#### REQUIREMENT:
Please extract each line of the data below that contains the word "police".

Location identification items:

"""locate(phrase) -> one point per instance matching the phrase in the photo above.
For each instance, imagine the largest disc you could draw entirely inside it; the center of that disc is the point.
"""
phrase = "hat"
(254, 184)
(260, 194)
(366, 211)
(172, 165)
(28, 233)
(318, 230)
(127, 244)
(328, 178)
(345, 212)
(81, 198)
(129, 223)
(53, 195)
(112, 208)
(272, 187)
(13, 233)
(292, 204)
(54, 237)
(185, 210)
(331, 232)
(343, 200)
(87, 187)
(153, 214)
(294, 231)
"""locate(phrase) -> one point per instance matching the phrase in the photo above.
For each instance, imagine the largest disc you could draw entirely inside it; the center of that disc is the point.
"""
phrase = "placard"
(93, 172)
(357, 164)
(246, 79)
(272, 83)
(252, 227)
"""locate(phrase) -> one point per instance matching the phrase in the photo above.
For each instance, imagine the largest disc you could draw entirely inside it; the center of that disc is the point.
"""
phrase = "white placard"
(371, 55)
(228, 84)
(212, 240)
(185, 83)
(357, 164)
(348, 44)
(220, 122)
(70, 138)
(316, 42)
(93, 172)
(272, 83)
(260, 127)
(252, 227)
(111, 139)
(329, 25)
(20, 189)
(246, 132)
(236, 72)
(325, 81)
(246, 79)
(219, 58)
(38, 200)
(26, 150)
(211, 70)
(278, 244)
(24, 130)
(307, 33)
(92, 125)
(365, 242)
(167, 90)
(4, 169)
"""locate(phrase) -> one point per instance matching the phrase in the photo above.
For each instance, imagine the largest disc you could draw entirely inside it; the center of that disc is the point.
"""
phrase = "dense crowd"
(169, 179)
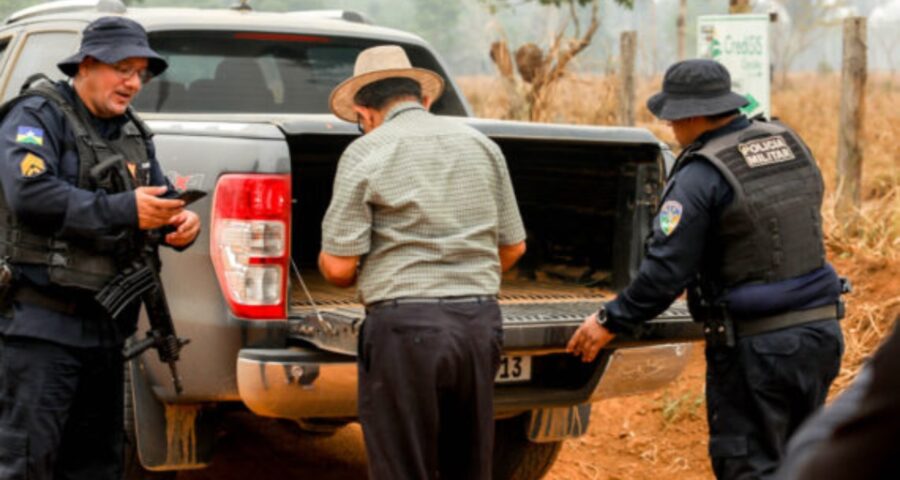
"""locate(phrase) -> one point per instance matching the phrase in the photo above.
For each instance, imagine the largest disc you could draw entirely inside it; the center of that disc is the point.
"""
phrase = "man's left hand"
(589, 339)
(187, 226)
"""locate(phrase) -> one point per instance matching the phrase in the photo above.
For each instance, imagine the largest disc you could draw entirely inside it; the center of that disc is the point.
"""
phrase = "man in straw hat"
(424, 211)
(738, 227)
(61, 368)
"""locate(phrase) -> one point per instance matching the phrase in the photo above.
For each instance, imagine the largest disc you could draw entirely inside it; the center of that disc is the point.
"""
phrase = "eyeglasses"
(125, 72)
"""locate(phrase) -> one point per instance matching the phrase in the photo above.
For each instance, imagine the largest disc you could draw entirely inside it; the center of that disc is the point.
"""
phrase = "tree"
(539, 68)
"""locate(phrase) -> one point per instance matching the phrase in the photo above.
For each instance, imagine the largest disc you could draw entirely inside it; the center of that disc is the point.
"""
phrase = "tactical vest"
(81, 263)
(772, 230)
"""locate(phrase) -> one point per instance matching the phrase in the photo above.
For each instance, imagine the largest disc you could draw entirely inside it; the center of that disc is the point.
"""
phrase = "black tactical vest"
(772, 230)
(112, 165)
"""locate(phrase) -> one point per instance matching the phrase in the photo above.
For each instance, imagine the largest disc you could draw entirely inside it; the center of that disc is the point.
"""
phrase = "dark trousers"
(60, 411)
(760, 391)
(426, 384)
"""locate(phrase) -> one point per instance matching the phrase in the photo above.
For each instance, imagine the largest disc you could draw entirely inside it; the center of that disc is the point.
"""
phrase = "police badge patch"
(766, 151)
(30, 135)
(32, 165)
(669, 216)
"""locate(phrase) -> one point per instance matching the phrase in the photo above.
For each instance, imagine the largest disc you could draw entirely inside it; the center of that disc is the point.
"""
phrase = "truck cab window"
(247, 72)
(41, 52)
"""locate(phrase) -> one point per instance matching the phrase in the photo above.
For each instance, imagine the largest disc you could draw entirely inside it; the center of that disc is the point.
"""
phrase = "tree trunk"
(682, 27)
(628, 46)
(852, 115)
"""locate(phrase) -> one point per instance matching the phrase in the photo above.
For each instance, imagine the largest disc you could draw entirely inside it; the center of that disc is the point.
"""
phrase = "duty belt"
(432, 300)
(789, 319)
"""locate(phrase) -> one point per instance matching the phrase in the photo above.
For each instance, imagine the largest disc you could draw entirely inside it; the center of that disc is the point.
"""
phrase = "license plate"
(514, 369)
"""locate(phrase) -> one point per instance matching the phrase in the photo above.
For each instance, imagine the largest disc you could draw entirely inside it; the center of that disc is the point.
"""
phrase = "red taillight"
(250, 243)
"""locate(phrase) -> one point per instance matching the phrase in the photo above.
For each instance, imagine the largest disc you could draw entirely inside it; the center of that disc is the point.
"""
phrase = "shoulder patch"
(669, 216)
(766, 151)
(32, 165)
(30, 135)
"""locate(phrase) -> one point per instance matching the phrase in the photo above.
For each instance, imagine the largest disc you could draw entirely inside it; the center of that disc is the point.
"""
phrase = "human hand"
(590, 337)
(153, 211)
(187, 226)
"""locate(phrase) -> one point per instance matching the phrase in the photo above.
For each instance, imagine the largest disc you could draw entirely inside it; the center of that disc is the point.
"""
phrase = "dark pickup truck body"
(242, 114)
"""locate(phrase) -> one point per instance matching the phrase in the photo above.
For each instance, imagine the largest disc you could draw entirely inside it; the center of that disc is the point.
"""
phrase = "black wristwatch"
(602, 316)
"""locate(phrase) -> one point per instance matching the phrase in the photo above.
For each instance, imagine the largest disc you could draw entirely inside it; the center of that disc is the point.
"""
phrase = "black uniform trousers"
(61, 411)
(426, 385)
(760, 391)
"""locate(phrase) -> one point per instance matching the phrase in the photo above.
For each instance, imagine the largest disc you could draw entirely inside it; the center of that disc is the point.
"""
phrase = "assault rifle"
(141, 280)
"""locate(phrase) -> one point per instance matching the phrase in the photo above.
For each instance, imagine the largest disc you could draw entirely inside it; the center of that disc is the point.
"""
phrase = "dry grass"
(869, 255)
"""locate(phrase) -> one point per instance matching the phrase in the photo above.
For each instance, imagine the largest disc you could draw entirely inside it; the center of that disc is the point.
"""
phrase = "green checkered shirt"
(426, 200)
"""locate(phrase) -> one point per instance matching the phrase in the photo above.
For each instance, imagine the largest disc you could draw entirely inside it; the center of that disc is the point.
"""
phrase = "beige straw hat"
(377, 63)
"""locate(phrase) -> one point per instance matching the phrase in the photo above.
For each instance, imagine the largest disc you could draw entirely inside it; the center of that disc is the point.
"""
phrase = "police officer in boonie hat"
(739, 227)
(111, 40)
(61, 368)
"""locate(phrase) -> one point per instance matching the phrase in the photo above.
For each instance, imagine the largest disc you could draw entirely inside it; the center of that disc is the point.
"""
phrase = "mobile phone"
(191, 196)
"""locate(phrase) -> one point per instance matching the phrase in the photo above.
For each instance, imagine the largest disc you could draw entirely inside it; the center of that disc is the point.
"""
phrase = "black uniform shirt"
(684, 236)
(39, 173)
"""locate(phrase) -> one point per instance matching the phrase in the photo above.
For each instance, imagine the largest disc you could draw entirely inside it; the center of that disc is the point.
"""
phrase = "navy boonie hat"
(695, 88)
(112, 39)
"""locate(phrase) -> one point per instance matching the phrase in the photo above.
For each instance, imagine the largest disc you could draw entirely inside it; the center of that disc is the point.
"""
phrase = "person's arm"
(674, 252)
(186, 223)
(510, 254)
(337, 270)
(346, 228)
(510, 227)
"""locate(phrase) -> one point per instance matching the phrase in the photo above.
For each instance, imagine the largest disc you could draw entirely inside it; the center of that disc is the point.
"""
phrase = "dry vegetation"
(643, 437)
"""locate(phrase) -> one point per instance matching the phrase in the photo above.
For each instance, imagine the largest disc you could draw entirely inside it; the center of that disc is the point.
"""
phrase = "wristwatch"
(602, 316)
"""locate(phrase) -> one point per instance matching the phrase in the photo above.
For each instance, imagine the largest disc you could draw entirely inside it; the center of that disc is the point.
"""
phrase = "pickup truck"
(242, 113)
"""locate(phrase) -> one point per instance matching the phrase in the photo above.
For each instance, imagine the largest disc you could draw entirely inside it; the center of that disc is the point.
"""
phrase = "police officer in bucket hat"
(81, 187)
(739, 227)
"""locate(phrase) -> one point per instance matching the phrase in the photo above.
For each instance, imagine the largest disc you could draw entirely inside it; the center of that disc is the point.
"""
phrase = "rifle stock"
(141, 280)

#### ANSWER TO THE EXERCISE:
phrase = "police badge patch"
phrase = "police officer in boonie hat"
phrase = "police officer in bucket hat"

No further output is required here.